EXERCISE BRIEF:
The records under this task must be duplicated exactly.

....

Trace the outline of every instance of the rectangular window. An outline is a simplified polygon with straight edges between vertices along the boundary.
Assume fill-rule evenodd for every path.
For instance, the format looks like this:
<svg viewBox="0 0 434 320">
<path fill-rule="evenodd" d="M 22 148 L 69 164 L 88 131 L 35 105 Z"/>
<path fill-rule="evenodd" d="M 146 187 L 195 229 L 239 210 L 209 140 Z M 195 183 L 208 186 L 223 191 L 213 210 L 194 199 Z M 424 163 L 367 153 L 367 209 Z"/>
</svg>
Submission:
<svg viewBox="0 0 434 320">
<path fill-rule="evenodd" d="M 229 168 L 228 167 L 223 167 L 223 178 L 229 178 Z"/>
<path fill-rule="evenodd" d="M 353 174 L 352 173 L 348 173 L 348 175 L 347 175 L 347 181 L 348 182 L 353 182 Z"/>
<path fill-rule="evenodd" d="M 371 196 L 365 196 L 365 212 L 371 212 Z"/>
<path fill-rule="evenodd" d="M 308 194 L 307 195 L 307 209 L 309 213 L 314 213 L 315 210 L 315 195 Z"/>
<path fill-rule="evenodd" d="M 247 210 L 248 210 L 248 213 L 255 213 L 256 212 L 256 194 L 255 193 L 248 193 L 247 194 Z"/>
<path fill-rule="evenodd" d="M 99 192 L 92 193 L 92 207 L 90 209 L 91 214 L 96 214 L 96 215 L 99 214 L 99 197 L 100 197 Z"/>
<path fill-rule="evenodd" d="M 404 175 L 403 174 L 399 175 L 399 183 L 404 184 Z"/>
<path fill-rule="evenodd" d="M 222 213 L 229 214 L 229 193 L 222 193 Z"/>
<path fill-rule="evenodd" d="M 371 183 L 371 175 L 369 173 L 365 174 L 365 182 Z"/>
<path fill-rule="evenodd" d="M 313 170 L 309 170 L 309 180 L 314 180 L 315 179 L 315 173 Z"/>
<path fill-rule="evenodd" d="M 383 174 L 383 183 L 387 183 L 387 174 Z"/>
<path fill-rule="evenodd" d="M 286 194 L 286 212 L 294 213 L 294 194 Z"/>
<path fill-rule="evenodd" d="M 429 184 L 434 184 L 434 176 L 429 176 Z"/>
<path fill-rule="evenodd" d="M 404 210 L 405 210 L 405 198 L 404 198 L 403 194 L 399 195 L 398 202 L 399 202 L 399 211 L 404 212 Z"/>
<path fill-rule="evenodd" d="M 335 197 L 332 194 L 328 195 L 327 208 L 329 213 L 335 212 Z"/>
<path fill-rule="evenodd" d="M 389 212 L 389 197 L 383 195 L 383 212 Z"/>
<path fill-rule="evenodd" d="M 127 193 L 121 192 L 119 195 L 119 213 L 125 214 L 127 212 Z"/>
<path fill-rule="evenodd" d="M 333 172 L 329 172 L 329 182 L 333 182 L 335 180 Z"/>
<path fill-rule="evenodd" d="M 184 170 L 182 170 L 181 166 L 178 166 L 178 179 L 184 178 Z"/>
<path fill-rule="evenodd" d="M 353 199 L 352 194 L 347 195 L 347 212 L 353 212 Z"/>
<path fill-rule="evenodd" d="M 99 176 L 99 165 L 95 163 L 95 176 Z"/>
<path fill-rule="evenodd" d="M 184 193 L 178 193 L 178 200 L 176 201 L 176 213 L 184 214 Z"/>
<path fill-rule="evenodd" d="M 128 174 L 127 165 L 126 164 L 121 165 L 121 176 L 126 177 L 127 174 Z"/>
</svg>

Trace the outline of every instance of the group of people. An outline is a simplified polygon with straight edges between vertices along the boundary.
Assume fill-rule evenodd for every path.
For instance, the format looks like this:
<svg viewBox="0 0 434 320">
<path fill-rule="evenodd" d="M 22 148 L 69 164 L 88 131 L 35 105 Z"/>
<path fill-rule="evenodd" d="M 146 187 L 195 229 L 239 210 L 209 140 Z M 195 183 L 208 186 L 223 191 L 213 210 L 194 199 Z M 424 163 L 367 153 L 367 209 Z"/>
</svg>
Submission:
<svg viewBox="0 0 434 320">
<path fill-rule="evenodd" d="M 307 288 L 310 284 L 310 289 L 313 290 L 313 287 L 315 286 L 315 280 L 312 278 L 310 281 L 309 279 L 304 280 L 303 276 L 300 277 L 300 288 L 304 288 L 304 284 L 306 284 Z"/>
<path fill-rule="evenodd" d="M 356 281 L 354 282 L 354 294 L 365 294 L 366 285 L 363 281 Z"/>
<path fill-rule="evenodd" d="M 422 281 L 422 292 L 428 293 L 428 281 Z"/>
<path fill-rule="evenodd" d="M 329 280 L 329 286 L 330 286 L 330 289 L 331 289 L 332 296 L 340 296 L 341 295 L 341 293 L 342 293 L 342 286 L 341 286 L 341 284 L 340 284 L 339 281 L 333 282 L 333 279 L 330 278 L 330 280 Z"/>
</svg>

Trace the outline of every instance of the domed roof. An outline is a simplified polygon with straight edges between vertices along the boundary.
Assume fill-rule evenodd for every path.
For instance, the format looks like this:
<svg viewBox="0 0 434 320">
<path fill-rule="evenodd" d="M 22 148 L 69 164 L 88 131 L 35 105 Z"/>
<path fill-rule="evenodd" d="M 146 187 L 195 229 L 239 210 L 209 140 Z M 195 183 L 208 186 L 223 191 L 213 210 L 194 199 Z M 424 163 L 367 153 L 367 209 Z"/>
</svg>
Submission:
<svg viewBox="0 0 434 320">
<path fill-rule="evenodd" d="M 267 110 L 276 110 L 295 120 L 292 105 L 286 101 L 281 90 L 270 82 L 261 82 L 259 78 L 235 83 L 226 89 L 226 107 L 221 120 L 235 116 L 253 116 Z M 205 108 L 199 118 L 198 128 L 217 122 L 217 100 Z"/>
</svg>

....

TASK OUTPUT:
Trace the outline of every instance of the rectangular window. An outline is a simplified polygon with straight edges between vertices along the boundary.
Assume fill-rule evenodd for every path.
For instance, the format looks like this:
<svg viewBox="0 0 434 320">
<path fill-rule="evenodd" d="M 22 148 L 69 164 L 88 131 L 35 105 Z"/>
<path fill-rule="evenodd" d="M 146 187 L 195 229 L 239 210 L 209 140 Z M 195 183 L 208 186 L 223 191 L 213 210 L 194 199 Z M 424 163 L 367 153 L 367 209 Z"/>
</svg>
Submission:
<svg viewBox="0 0 434 320">
<path fill-rule="evenodd" d="M 229 168 L 228 167 L 223 167 L 223 178 L 229 178 Z"/>
<path fill-rule="evenodd" d="M 353 174 L 352 173 L 348 173 L 348 175 L 347 175 L 347 181 L 348 182 L 353 182 Z"/>
<path fill-rule="evenodd" d="M 371 196 L 365 196 L 365 212 L 371 212 Z"/>
<path fill-rule="evenodd" d="M 308 194 L 307 195 L 307 209 L 309 213 L 314 213 L 315 210 L 315 195 Z"/>
<path fill-rule="evenodd" d="M 247 210 L 248 210 L 248 213 L 255 213 L 256 212 L 256 194 L 255 193 L 248 193 L 247 194 Z"/>
<path fill-rule="evenodd" d="M 99 192 L 92 193 L 92 207 L 90 209 L 91 214 L 96 214 L 96 215 L 99 214 L 99 197 L 100 197 Z"/>
<path fill-rule="evenodd" d="M 404 175 L 403 174 L 399 175 L 399 183 L 404 184 Z"/>
<path fill-rule="evenodd" d="M 222 213 L 229 214 L 229 193 L 222 193 Z"/>
<path fill-rule="evenodd" d="M 371 183 L 371 175 L 369 173 L 365 174 L 365 182 Z"/>
<path fill-rule="evenodd" d="M 313 170 L 309 170 L 309 180 L 314 180 L 315 179 L 315 173 Z"/>
<path fill-rule="evenodd" d="M 383 174 L 383 183 L 387 183 L 387 174 Z"/>
<path fill-rule="evenodd" d="M 286 194 L 286 212 L 294 213 L 294 194 Z"/>
<path fill-rule="evenodd" d="M 429 184 L 434 184 L 434 176 L 429 176 Z"/>
<path fill-rule="evenodd" d="M 404 210 L 405 210 L 405 198 L 404 198 L 403 194 L 399 195 L 398 202 L 399 202 L 399 211 L 404 212 Z"/>
<path fill-rule="evenodd" d="M 335 197 L 332 194 L 328 195 L 327 208 L 329 213 L 335 212 Z"/>
<path fill-rule="evenodd" d="M 389 212 L 389 197 L 383 195 L 383 212 Z"/>
<path fill-rule="evenodd" d="M 127 193 L 121 192 L 119 195 L 119 213 L 125 214 L 127 212 Z"/>
<path fill-rule="evenodd" d="M 333 172 L 329 172 L 329 182 L 333 182 L 335 180 Z"/>
<path fill-rule="evenodd" d="M 184 170 L 182 170 L 181 166 L 178 166 L 178 179 L 184 178 Z"/>
<path fill-rule="evenodd" d="M 353 199 L 352 194 L 347 195 L 347 212 L 353 212 Z"/>
<path fill-rule="evenodd" d="M 99 176 L 99 165 L 95 163 L 95 176 Z"/>
<path fill-rule="evenodd" d="M 184 193 L 178 193 L 178 200 L 176 201 L 176 213 L 184 214 Z"/>
<path fill-rule="evenodd" d="M 128 174 L 127 165 L 126 164 L 121 165 L 121 176 L 126 177 L 127 174 Z"/>
</svg>

Trace the outline of every instance of the group of people. An outline is a simplified polygon with straight edges between vertices along the boundary.
Assume fill-rule evenodd for every path.
For instance, the format looks like this:
<svg viewBox="0 0 434 320">
<path fill-rule="evenodd" d="M 22 148 L 69 164 L 88 131 L 35 105 Z"/>
<path fill-rule="evenodd" d="M 146 187 L 195 229 L 239 210 L 209 140 Z M 195 183 L 208 186 L 223 191 L 213 210 L 194 199 Z M 424 163 L 367 153 L 367 209 Z"/>
</svg>
Submission:
<svg viewBox="0 0 434 320">
<path fill-rule="evenodd" d="M 307 288 L 310 284 L 310 289 L 313 290 L 313 287 L 315 286 L 315 280 L 312 278 L 310 281 L 309 279 L 304 280 L 303 276 L 300 277 L 300 288 L 304 288 L 304 284 L 306 284 Z"/>
<path fill-rule="evenodd" d="M 356 281 L 354 282 L 354 294 L 365 294 L 366 285 L 363 281 Z"/>
<path fill-rule="evenodd" d="M 422 281 L 422 292 L 428 293 L 428 281 Z"/>
<path fill-rule="evenodd" d="M 329 280 L 329 286 L 330 286 L 330 289 L 331 289 L 332 296 L 340 296 L 341 295 L 341 293 L 342 293 L 342 286 L 341 286 L 341 284 L 340 284 L 339 281 L 333 282 L 333 279 L 330 278 L 330 280 Z"/>
</svg>

Trace the outline of every instance of the domed roof. An outline is a simplified polygon with straight edges between vertices along the boundary.
Assume fill-rule evenodd for every path.
For instance, the format looks like this:
<svg viewBox="0 0 434 320">
<path fill-rule="evenodd" d="M 22 148 L 69 164 L 88 131 L 35 105 Z"/>
<path fill-rule="evenodd" d="M 146 187 L 195 229 L 239 210 L 209 140 Z M 195 183 L 208 186 L 223 191 L 213 210 L 194 199 Z M 424 163 L 367 153 L 367 209 Z"/>
</svg>
Submission:
<svg viewBox="0 0 434 320">
<path fill-rule="evenodd" d="M 267 110 L 276 110 L 295 120 L 292 105 L 286 101 L 281 90 L 270 82 L 261 82 L 259 78 L 235 83 L 226 89 L 226 107 L 221 120 L 235 116 L 253 116 Z M 205 108 L 199 118 L 198 128 L 217 122 L 217 100 Z"/>
</svg>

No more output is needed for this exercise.